Written by Michelle Stoffel Huffman on December 2, 2013 in Newsletter  |   4 comments

Sticking to a budget is hard enough without sneaky hidden charges cropping up on your bills. Watch your bank statements and read your receipts carefully to ensure you’re not paying any of these common hidden taxes.

tax tipsPaying taxes is a part of life, but taxes can be easy to budget for when you know about them well in advance. Unfortunately, you may be on the hook for taxes you don’t regularly take into account—and these so-called “hidden taxes” can quickly bust your budget.

Tax tips: Scan your receipts for hidden taxes

“Of course, [the taxes you pay] really depend on where you’re located in the country because some jurisdictions have a tax on certain things and others don’t,” says Melissa Lebont, tax director with the American Institute of Certified Public Accountants, the world’s largest association representing the accounting profession.

Taxes vary based on state, but they can even be different from county to county, Lebont says. The additional taxes a person pays can be as much as half, or in some cases more than half, of the overall amount he or she pays.

So, why are taxes hidden? According to the AICPA’s 360 Degrees of Financial Literacy website, “Hidden taxes largely go unnoticed. The result may be that this can make it difficult for us to choose wisely the goods and services that we purchase or to have a true accounting of our total tax burdens.”

Here are some hidden taxes you may be paying:

Cell phone taxes. The charges on cell phone bills are usually separated out. In addition to the actual service charge and any activation fees, you’re likely also paying state and federal cell phone taxes, Lebont says.

Gasoline taxes. Every time you go to the pump, you’re paying taxes for gas, Lebont says. As with cell phone taxes, gas is often taxed by both state governments and the federal government.

Hotel or accommodations taxes. If you travel, you’re likely paying extra taxes for your hotel, bed and breakfast, or other accommodation. This can be a hefty tax, paid to federal, state, and local governments.

Utility taxes. Taxes are usually assessed for cable, landline phones, electricity, and natural gas. In general, utilities have associated taxes, according to Lebont.

Cigarette and alcohol taxes. The taxes on items like these are often called “sin taxes,” and they can vary greatly from state to state.

Use tax. People are usually aware that they’re paying a sales tax, Lebont says, but they may be unaware of the use tax.

If you buy something online, in another state, or from a seller not authorized to collect tax (such as from an individual on an online marketplace), the seller may not charge a sales tax. You may, however, be required to pay a tax after the fact to your state. This tax is typically paid with your state income tax return.

**Work request 1:** Reproduce the hidden taxes article from "So, why are" to "taxes, Lebont says.", substituting "overlooked" for "unnoticed".
**Work request 2:**
Answer these questions using the hidden taxes article.
(a) What position does Melissa Lebont hold?
(b) What are the taxes on cigarettes and alcohol often called?
(c) What is the use tax typically paid with?
**Work request 3:**
Decide whether each statement agrees with the hidden taxes article, and support each yes or no with the deciding words quoted from it.
(a) Taxes can differ from one county to another.
(b) Gasoline is taxed only by the federal government.
(c) Cable service usually has taxes assessed on it.
The data that follows is separate material unrelated to the hidden taxes article.

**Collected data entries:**
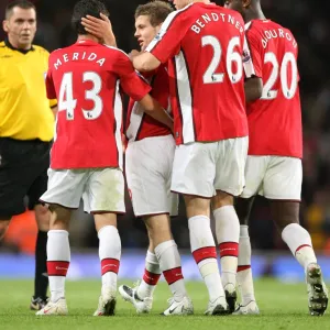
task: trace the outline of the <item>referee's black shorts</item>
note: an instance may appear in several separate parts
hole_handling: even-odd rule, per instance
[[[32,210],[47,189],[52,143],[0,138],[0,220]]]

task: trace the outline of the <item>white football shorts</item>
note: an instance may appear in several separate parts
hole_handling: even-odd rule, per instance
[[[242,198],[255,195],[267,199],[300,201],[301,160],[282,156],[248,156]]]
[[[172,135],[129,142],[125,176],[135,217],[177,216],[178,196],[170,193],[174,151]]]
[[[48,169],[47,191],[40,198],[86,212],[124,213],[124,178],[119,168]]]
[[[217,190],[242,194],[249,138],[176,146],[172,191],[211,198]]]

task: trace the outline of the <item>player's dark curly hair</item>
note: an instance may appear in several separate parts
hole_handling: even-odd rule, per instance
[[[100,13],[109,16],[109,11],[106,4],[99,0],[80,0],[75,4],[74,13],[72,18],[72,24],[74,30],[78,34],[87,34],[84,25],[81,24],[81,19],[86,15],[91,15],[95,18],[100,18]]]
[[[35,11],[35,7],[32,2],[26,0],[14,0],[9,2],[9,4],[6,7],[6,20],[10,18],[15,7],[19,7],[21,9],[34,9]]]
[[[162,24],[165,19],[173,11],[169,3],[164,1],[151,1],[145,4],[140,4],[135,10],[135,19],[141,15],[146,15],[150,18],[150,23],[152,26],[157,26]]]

==

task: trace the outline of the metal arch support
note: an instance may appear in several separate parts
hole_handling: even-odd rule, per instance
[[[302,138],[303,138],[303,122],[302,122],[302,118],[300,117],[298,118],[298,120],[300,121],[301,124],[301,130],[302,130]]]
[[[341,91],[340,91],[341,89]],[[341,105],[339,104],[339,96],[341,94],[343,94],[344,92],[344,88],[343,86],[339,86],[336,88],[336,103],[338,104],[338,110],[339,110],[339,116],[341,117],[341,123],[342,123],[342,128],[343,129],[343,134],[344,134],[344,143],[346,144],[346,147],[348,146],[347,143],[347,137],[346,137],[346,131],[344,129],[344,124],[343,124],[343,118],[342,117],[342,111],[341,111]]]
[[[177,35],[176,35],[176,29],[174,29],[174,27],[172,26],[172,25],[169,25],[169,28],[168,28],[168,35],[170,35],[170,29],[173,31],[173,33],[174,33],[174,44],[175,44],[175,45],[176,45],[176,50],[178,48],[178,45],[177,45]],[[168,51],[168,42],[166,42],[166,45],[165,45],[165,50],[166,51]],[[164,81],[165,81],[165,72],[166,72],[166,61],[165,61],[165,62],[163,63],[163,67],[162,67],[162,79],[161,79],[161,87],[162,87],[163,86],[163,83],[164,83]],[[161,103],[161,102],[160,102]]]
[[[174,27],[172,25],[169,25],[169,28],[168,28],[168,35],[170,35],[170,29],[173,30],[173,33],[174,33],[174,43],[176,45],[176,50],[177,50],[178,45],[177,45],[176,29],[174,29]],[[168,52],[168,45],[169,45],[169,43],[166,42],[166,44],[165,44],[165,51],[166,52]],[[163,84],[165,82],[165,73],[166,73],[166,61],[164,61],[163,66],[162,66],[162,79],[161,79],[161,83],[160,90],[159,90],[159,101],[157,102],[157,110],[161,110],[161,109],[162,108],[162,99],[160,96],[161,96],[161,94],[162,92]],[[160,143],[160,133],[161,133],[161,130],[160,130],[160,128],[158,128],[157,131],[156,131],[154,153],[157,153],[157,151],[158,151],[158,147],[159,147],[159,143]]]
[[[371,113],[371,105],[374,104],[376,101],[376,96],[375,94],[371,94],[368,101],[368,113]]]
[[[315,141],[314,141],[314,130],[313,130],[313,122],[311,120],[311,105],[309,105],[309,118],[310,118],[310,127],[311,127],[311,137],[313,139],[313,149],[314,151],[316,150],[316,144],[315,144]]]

**Task result 1:**
So, why are taxes hidden? According to the AICPA’s 360 Degrees of Financial Literacy website, “Hidden taxes largely go overlooked. The result may be that this can make it difficult for us to choose wisely the goods and services that we purchase or to have a true accounting of our total tax burdens.”

Here are some hidden taxes you may be paying:

Cell phone taxes. The charges on cell phone bills are usually separated out. In addition to the actual service charge and any activation fees, you’re likely also paying state and federal cell phone taxes, Lebont says.

**Task result 2:**
(a) She is tax director with the American Institute of Certified Public Accountants.
(b) They are often called "sin taxes."
(c) It is typically paid with your state income tax return.

**Task result 3:**
(a) Yes: "they can even be different from county to county"
(b) No: "gas is often taxed by both state governments and the federal government"
(c) Yes: "Taxes are usually assessed for cable, landline phones, electricity, and natural gas."